DATA FOR ANALYSIS: Begin
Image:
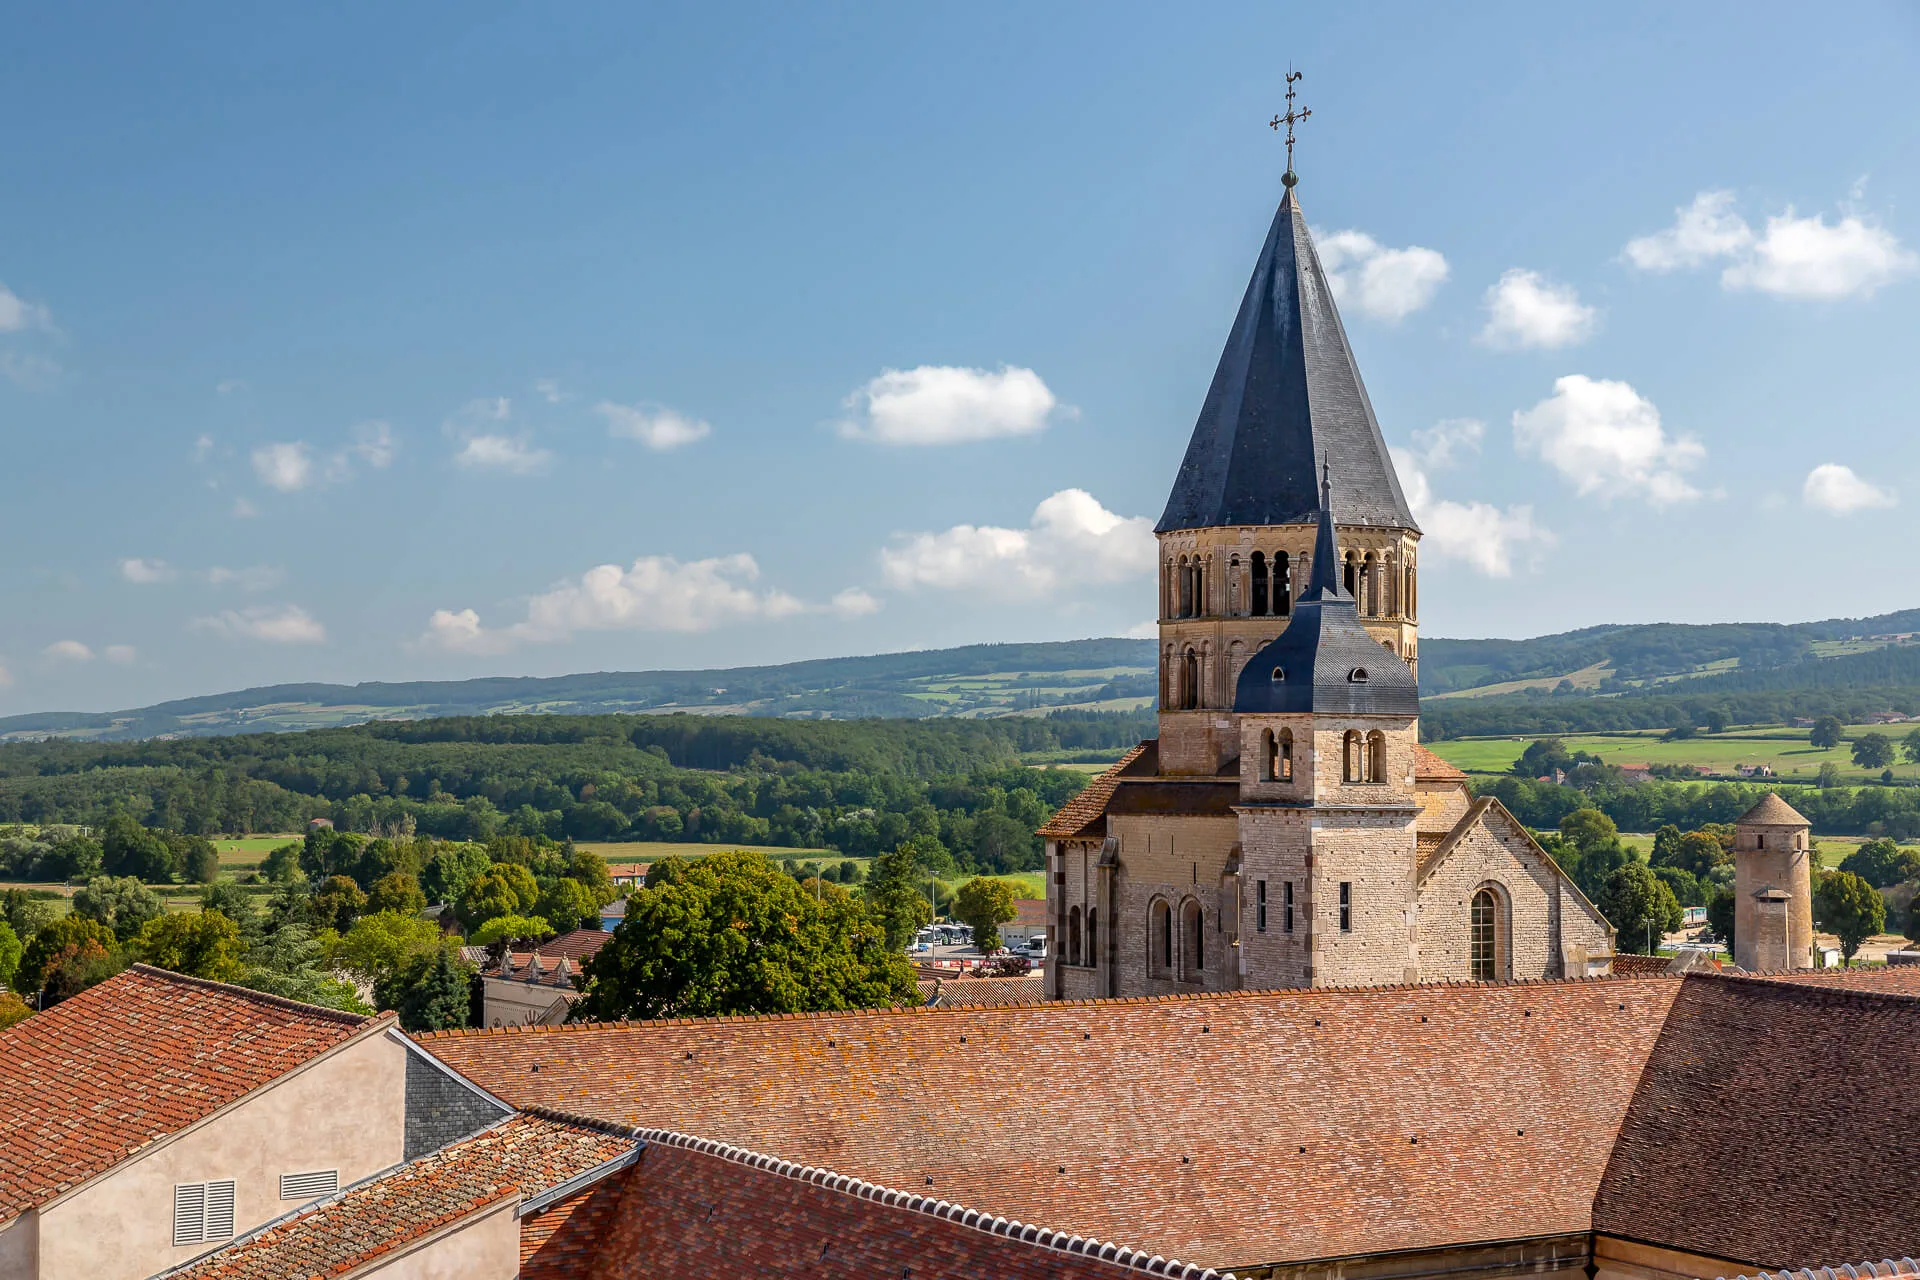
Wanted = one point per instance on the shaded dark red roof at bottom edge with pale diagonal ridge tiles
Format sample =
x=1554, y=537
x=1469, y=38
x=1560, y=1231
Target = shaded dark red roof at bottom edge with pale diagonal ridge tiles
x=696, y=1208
DATA FOR ANALYSIS: End
EXERCISE: Only the stretch of lines that begins with the one holding "Target = shaded" and ends with the last line above belongs in the answer; please write it out exactly.

OUTPUT FOR THIS TASK:
Target = shaded dark red roof at bottom edge with pale diagonal ridge tiles
x=696, y=1208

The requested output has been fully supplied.